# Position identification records
════

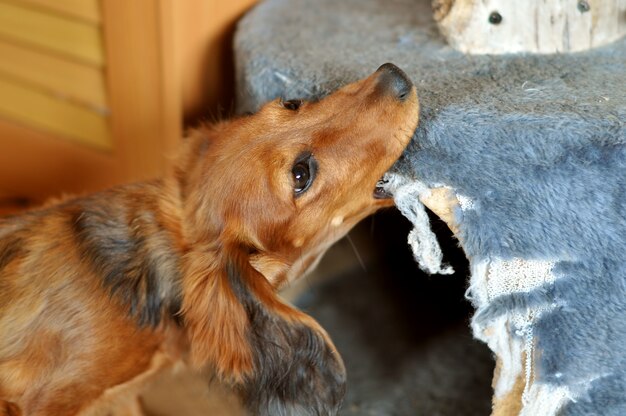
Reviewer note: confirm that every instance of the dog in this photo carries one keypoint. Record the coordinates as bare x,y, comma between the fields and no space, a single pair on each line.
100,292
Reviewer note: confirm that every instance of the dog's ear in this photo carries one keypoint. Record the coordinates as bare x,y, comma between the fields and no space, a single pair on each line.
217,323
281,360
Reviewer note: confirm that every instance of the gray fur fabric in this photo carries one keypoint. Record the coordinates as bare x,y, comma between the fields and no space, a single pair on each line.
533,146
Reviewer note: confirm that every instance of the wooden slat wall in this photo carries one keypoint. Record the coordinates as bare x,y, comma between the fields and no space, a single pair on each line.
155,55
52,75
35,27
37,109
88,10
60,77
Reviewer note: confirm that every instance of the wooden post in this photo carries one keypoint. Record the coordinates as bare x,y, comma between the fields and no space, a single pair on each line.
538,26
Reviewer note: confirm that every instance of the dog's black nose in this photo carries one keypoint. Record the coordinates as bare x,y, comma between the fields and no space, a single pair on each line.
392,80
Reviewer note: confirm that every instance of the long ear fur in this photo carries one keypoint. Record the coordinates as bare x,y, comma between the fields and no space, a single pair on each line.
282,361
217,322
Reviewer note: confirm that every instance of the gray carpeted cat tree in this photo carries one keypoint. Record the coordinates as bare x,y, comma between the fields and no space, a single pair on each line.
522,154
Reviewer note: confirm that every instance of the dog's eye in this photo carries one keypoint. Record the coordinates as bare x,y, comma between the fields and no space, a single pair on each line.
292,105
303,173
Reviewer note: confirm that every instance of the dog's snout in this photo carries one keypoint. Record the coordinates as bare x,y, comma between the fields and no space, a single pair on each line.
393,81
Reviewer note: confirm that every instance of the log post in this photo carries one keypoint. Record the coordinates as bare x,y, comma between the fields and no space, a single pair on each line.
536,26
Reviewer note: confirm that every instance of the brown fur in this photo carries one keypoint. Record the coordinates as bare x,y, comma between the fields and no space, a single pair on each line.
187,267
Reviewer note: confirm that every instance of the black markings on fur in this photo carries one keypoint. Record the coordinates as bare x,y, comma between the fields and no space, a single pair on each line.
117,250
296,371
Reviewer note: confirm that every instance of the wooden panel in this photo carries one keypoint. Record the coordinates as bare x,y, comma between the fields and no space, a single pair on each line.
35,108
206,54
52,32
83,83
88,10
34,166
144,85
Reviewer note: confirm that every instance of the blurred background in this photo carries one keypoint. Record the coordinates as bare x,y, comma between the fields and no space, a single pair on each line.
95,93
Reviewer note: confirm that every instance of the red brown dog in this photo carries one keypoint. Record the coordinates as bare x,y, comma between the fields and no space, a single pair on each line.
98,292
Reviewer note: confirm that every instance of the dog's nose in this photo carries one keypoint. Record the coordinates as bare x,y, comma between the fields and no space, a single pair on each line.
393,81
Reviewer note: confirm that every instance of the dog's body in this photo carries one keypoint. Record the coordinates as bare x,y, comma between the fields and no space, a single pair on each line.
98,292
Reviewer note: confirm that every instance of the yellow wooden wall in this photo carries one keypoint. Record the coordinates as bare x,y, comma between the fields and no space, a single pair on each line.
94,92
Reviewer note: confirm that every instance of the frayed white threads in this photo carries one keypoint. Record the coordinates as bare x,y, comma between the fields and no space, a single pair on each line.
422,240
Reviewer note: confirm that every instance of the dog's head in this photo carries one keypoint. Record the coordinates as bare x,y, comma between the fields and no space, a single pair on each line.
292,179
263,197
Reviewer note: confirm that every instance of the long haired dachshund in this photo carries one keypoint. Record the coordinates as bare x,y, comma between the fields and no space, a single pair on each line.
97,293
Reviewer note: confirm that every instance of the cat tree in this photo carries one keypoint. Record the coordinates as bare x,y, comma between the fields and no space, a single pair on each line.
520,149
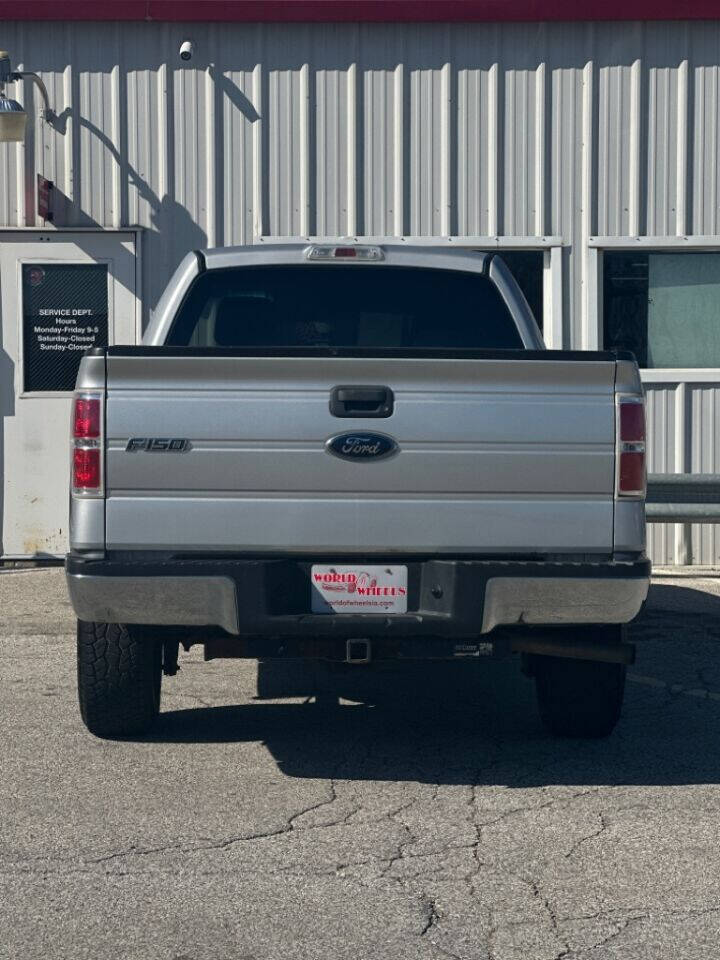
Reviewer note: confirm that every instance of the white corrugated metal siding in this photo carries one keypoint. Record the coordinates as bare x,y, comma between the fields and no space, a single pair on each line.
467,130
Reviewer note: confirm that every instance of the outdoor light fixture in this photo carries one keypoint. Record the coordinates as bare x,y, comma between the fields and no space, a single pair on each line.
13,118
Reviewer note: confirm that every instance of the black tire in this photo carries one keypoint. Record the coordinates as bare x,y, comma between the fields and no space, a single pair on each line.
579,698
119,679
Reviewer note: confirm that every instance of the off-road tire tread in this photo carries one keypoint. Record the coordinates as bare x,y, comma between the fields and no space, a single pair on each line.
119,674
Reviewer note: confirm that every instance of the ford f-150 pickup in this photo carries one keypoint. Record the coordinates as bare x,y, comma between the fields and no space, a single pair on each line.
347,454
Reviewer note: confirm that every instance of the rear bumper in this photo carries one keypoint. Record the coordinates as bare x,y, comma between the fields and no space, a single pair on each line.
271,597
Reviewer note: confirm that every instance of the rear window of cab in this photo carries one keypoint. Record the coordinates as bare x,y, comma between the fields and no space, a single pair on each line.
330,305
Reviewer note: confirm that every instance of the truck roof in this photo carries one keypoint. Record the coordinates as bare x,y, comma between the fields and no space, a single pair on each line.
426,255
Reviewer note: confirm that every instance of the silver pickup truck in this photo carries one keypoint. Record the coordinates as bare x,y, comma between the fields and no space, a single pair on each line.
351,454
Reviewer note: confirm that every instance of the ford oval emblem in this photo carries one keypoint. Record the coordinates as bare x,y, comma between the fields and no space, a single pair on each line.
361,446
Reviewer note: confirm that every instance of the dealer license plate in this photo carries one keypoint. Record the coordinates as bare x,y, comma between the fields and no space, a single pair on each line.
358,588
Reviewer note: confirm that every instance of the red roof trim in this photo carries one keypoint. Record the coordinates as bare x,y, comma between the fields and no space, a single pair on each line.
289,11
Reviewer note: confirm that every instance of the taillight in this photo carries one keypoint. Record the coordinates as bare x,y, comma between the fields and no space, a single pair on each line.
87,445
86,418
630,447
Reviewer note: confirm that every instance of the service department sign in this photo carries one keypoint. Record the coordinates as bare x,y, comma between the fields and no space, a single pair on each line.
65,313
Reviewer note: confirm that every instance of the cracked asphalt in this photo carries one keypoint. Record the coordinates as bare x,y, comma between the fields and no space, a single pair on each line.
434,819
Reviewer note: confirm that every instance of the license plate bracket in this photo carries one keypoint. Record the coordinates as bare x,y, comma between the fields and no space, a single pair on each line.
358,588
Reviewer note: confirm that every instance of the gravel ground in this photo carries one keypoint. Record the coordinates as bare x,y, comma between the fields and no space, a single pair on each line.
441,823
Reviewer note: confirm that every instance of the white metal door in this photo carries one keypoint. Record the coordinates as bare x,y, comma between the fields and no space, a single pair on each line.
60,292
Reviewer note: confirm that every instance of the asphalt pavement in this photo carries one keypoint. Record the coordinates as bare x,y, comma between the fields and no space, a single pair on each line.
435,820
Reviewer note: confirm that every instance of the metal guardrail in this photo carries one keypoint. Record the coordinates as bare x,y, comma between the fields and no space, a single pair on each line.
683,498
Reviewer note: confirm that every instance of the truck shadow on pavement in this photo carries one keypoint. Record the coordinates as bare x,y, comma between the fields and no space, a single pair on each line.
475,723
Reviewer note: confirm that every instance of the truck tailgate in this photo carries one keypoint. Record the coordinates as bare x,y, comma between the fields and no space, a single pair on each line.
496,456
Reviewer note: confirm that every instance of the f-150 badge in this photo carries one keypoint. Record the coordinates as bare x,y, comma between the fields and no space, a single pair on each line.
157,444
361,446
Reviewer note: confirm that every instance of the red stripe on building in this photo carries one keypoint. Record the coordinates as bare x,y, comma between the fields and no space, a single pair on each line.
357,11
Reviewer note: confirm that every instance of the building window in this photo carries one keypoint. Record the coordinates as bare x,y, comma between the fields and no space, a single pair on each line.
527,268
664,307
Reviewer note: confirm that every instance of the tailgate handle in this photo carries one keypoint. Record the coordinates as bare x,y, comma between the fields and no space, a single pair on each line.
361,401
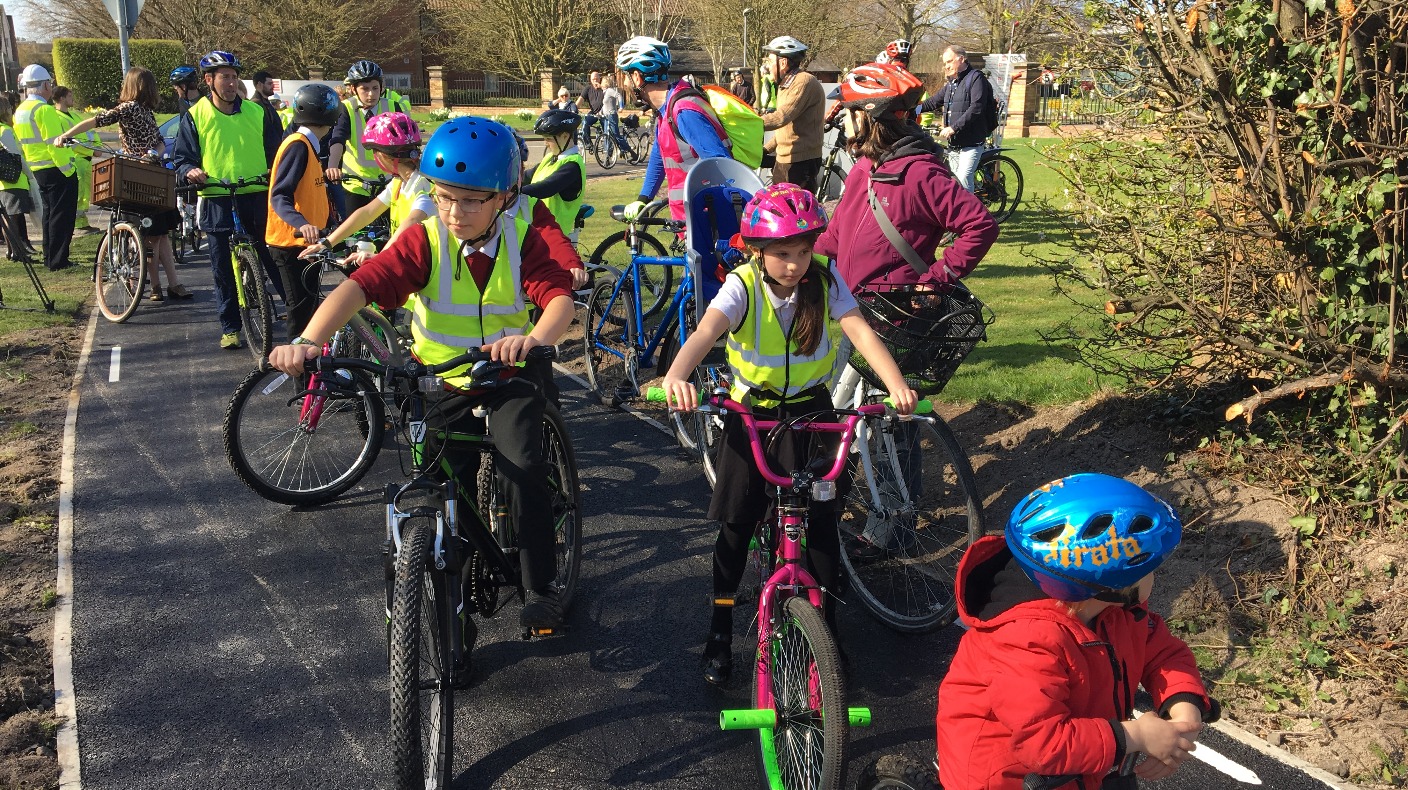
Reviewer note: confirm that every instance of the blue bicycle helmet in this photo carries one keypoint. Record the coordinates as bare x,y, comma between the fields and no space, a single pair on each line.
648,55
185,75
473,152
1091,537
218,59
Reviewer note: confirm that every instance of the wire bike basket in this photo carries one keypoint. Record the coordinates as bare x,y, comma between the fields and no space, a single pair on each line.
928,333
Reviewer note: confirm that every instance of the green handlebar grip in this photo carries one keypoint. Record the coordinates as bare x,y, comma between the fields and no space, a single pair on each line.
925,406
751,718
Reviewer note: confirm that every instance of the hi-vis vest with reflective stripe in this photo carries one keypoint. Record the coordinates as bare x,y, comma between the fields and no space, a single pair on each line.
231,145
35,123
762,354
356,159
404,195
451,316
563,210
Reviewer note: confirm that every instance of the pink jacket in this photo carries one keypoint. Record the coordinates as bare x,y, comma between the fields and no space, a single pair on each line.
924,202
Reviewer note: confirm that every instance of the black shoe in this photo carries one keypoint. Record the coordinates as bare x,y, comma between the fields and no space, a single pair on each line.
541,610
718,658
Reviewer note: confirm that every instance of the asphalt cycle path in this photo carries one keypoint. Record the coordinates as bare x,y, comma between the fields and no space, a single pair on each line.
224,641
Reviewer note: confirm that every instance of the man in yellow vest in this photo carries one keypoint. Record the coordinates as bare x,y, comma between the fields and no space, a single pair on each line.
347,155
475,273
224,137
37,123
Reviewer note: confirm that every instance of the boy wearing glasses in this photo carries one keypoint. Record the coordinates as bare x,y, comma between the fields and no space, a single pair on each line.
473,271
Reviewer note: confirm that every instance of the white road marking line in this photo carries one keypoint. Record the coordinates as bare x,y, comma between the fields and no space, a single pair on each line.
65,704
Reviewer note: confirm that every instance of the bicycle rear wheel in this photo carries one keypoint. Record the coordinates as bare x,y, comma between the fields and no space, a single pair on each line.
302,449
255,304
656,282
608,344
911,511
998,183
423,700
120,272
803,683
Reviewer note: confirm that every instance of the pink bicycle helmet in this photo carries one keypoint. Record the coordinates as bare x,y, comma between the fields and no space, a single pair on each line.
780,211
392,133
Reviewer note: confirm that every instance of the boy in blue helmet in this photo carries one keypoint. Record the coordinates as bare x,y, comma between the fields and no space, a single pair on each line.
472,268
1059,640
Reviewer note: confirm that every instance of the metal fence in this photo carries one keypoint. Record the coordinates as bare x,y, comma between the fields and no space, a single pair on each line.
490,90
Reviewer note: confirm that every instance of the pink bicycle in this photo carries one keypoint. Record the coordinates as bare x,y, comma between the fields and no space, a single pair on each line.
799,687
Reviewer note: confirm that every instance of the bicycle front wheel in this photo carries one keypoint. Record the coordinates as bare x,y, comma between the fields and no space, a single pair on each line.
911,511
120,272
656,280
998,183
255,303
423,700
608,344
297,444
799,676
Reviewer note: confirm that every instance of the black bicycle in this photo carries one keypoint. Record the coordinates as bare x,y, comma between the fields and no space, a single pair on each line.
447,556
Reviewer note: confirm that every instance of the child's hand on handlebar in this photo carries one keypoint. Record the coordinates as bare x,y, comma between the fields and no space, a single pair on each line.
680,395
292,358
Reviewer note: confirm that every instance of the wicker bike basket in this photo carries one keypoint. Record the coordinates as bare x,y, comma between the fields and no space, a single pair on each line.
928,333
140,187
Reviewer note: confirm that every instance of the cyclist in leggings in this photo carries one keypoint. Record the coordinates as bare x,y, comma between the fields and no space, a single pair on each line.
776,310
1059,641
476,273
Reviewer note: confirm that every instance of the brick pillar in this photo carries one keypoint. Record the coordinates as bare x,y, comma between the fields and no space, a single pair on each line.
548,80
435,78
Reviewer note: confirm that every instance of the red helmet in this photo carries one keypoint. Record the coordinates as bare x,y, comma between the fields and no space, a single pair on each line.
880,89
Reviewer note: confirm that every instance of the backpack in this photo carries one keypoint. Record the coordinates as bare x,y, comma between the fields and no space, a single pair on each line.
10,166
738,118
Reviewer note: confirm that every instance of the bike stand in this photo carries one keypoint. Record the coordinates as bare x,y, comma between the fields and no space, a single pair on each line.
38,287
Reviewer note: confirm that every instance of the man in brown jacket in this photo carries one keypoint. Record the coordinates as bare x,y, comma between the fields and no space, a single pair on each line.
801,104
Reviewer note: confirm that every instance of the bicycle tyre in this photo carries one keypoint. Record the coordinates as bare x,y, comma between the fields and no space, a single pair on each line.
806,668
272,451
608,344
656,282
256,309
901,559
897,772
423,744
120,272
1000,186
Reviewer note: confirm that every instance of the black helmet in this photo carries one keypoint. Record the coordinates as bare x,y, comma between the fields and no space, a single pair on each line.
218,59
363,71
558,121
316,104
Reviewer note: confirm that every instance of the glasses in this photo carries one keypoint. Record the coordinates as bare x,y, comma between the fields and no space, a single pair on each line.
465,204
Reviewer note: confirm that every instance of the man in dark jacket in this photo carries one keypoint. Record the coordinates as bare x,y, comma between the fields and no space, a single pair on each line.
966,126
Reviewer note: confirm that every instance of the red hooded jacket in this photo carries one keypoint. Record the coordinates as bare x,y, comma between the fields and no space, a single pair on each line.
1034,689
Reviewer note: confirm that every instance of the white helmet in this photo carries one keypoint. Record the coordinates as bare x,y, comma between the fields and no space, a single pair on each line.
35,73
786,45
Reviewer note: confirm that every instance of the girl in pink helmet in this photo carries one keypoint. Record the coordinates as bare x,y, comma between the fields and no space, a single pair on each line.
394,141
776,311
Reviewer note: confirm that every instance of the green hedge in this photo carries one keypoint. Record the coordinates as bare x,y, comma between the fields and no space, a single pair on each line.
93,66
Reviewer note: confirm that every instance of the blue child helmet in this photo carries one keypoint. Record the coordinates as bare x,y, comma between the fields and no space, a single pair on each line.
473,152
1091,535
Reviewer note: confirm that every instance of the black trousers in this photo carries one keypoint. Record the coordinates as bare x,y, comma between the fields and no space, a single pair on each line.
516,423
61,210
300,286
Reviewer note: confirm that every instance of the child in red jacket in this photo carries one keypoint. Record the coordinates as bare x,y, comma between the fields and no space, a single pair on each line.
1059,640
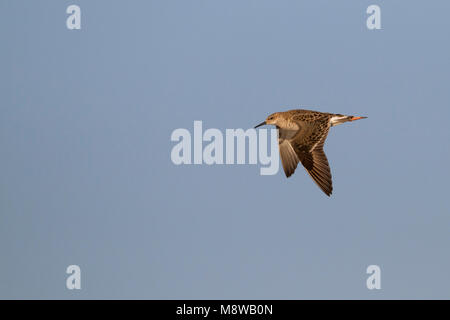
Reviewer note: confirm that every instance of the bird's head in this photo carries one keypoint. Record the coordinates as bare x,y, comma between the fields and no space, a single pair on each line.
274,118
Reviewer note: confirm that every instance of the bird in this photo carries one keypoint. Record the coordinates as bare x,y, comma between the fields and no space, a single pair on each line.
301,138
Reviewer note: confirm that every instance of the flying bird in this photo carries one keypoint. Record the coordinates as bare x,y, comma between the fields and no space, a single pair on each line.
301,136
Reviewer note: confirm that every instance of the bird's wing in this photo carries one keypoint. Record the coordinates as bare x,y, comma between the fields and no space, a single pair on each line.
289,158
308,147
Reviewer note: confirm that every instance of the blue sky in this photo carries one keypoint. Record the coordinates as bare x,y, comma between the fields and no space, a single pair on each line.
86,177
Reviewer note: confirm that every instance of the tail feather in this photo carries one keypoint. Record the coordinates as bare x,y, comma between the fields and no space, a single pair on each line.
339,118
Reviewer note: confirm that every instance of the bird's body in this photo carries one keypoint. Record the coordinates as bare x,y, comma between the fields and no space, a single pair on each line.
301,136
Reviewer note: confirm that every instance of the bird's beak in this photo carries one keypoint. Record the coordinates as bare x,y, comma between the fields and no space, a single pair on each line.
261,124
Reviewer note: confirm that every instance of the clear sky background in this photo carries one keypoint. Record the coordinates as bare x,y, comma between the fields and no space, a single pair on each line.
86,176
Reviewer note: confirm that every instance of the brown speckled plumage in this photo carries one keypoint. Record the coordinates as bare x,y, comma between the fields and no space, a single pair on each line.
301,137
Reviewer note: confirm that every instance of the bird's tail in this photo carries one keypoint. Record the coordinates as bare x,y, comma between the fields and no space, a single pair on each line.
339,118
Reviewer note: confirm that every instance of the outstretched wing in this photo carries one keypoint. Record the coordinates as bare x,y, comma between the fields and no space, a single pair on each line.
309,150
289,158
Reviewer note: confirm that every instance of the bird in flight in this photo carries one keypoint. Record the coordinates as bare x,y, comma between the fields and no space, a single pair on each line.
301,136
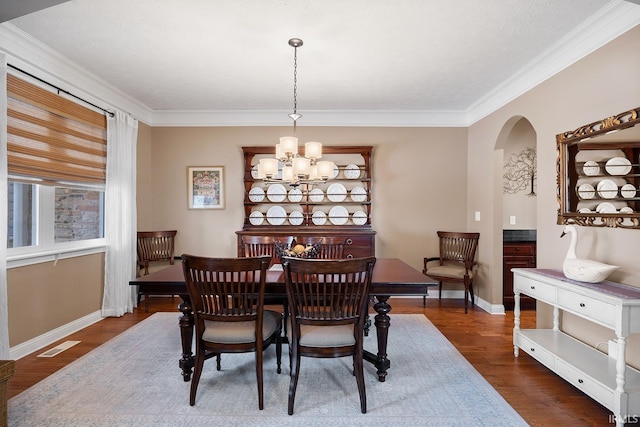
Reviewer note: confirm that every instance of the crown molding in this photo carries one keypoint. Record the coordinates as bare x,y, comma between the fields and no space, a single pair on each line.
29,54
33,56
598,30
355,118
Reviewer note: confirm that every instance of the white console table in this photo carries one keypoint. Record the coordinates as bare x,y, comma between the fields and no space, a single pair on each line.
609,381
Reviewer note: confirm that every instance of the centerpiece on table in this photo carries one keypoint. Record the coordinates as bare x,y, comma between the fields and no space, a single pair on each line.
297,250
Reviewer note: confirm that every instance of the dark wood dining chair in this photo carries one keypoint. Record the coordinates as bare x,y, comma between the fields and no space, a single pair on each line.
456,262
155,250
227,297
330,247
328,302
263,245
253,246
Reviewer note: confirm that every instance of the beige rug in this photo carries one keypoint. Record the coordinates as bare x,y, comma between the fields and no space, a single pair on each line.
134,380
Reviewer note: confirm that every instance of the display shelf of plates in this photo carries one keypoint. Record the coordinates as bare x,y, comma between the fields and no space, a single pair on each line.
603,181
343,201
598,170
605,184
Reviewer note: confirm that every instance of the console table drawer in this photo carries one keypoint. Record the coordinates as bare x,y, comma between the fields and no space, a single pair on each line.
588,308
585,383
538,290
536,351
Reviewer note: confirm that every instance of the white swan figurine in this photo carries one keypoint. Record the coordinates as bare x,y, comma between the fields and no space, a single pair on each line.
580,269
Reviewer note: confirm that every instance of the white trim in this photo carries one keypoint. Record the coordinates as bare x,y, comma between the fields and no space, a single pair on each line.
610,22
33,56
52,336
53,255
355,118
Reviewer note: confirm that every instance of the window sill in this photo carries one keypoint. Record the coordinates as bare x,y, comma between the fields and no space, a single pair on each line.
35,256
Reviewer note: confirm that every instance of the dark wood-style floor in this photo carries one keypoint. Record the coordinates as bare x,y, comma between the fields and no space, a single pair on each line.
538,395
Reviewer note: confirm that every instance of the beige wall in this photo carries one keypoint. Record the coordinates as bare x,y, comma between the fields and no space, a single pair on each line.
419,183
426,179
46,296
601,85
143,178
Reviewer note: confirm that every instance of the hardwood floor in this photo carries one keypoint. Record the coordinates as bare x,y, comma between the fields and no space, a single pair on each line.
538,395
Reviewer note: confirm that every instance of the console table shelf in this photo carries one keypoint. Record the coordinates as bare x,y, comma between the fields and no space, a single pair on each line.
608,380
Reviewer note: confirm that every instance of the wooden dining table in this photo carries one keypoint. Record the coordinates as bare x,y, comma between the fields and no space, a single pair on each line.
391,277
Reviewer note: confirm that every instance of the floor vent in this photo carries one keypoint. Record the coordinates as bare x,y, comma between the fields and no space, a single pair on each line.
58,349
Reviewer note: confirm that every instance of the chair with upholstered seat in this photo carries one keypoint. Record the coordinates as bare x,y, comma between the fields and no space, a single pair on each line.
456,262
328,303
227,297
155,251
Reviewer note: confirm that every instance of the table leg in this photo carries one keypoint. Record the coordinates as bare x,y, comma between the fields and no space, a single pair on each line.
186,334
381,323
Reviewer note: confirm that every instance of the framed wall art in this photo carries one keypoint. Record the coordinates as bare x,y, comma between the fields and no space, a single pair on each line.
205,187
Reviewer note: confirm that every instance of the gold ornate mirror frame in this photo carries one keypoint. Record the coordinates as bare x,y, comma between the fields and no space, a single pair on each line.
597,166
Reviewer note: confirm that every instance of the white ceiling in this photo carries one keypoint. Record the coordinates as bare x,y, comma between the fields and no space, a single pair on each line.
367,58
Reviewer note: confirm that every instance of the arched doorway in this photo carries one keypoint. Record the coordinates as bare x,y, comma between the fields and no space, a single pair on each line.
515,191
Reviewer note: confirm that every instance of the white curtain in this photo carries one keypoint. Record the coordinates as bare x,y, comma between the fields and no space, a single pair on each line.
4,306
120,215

════

# To do
Find the line that contains "Reviewer note: confirm that every instance of the framed". Repeat it and every line after it, exactly as written, up to and including the last line of the records above.

# Task solution
Reviewer note: confirm that every instance of the framed wall art in this photo carries one keypoint. Record the coordinates as bare x,y, comma between the fields and no space, a single pair on each line.
205,187
Reviewer note: confirm that every instance of the gold ornate mirror frame in this photo carries one keypoint. Record the coordinates as bare x,y, comma between the fields and no space, a single pair on each line.
597,166
Reviewer note: confirm that every instance of the white ceiling in this photo carries one keypoint. Record the coordinates as bare x,y, comma between the fields and no space, a single pair on each line.
367,58
Reviewer note: confirm that every instance of the arched doorway in this photo carries one keypoint. Record the coordinates as bare x,y, comma between the fields and no space, a single pair on each line.
515,191
Reviewer note: confirm that every instance of the white curtain in this photo carries one keypoint. Record the coordinates as bare x,y, comma between the fields and no space, a single pair on each line.
4,306
120,215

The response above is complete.